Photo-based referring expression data

"""

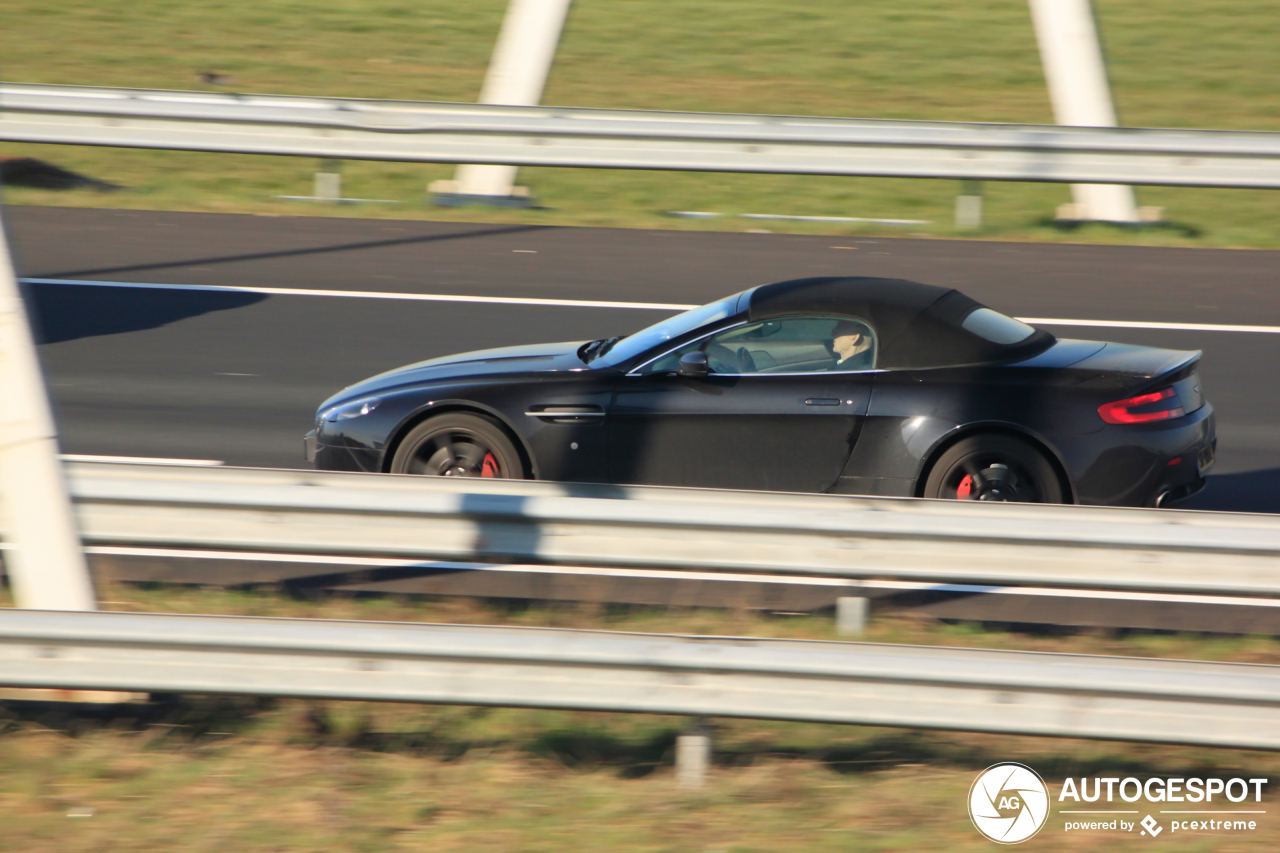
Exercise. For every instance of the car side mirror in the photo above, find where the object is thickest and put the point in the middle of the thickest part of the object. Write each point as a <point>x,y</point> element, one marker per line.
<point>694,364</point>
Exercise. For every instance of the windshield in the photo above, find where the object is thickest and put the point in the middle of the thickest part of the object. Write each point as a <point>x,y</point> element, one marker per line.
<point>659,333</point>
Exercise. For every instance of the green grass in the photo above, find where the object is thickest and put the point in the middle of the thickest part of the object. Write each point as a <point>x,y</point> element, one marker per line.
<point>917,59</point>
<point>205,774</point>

"""

* _What to do_: The records above must be repeated in full and exactly, but without any of the pictures.

* _Response_:
Exercise. For every instance of the car side mirror in the photo above, find where the object is thickest and put the point in the middle of the thickest part of the object. Write each point as a <point>x,y</point> element, one marker per line.
<point>694,364</point>
Exercise. For every instance of the windshield in the photo above, find where the object is thickest and put the point in the middle of the thickest part of the object. Write each point as a <point>x,y</point> element, one marker per line.
<point>659,333</point>
Exercise. For every instance of the green grass in the photo above, find where the object is thickest and put the point in the middle of the thickest part of the object. Write each point as a <point>x,y</point> element, one marker per line.
<point>917,59</point>
<point>205,774</point>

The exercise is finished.